Don't
be afraid to tackle short staffing
By LENORE BORIS
Adequate and safe nurse-staffing levels is a concern voiced at
every worksite by PEF nurses. Quality of nursing care and high
stress levels are driving efforts to find methods to ensure appropriate
staffing.
In October, the Service Employees International Union (SEIU) Nurse
Alliance held its first conference on staffing so that members
of many locals could share their insights and experience in addressing
this widespread and difficult problem at the local level.
Representing PEF at the conference were three members of the PEF
Statewide Nurses Committee - Millie Lewis, Pat Wilson and Christina
Brady - and PEF's nurse organizer (the writer of this column).
It's a vicious cycle
Inadequate staffing patterns decrease nurses' morale, increase
sick-leave use, increase health and safety incidents and increase
risks for patients.
========================================
• Task instructions:
a - Print the nurse-staffing column word for word, starting with "It's a vicious" and going on through "risks for patients.".
b - Continue the nurse-staffing column from the point where it stops, picking up after its last sentence.

• Exercise data:
========================================
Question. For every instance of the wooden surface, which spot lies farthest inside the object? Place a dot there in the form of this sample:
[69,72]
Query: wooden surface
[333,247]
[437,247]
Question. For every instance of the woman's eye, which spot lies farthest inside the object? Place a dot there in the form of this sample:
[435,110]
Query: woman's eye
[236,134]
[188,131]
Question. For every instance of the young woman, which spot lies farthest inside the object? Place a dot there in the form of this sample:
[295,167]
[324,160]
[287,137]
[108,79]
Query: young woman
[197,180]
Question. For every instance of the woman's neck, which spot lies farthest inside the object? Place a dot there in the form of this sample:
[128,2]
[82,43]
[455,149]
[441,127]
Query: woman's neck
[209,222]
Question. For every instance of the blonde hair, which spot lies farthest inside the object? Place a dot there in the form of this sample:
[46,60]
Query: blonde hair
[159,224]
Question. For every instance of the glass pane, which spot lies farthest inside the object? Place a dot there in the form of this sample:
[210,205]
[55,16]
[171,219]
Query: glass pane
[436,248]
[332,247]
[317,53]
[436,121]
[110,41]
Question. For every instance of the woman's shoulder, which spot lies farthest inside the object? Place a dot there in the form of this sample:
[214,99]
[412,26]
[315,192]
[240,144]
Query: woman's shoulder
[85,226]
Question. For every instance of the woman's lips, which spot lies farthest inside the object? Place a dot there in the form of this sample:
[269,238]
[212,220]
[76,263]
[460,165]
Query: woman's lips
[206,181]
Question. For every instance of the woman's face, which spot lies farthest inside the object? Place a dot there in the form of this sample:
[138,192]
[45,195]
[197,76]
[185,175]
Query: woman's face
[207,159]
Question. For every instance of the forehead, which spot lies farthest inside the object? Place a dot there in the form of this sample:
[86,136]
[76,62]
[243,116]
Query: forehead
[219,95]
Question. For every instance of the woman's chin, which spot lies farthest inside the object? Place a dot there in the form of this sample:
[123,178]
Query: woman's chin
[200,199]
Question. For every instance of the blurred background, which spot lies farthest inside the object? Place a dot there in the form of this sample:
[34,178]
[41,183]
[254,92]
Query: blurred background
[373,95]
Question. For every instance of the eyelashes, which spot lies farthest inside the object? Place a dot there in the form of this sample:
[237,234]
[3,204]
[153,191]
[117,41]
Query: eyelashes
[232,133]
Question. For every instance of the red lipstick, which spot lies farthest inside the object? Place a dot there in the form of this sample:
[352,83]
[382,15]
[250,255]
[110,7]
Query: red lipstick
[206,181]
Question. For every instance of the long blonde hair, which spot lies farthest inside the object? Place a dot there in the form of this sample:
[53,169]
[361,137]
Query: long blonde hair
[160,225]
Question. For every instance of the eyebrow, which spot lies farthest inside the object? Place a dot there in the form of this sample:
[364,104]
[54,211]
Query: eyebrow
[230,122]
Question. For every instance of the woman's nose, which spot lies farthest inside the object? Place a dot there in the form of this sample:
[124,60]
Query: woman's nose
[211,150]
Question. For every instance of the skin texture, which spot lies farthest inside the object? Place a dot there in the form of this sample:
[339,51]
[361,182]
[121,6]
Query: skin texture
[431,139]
========================================
• Answers below:
a -
It's a vicious cycle
Inadequate staffing patterns decrease nurses' morale, increase
sick-leave use, increase health and safety incidents and increase
risks for patients.

b -
The unwillingness of management to staff sufficiently to cover
vacations, sick days and other earned time off creates the need
to staff using voluntary or mandatory overtime. Mandatory overtime
reached epidemic proportions at some New York State facilities
during the summer.
While many state agencies use mandatory overtime to solve staffing
shortages, other facilities simply deny vacation and other days
off.
Excessive overtime can compound staffing shortages. Exhausted,
overworked nurses ultimately get a much needed rest and day off
by calling in sick. This, in turn, can trigger mandated overtime
for another nurse or necessitate working short staffed. Either
outcome puts additional stress on nurses, which continues the
cycle.
Legal standards lacking
While many nurses want to believe the Joint Commission on Accreditation
of Healthcare Organizations (JCAHO) or a regulatory agency such
as the state Health Department establishes safe staffing levels,
this is simply not true. JCAHO standards do not prescribe a specific
staff-to-patient ratio.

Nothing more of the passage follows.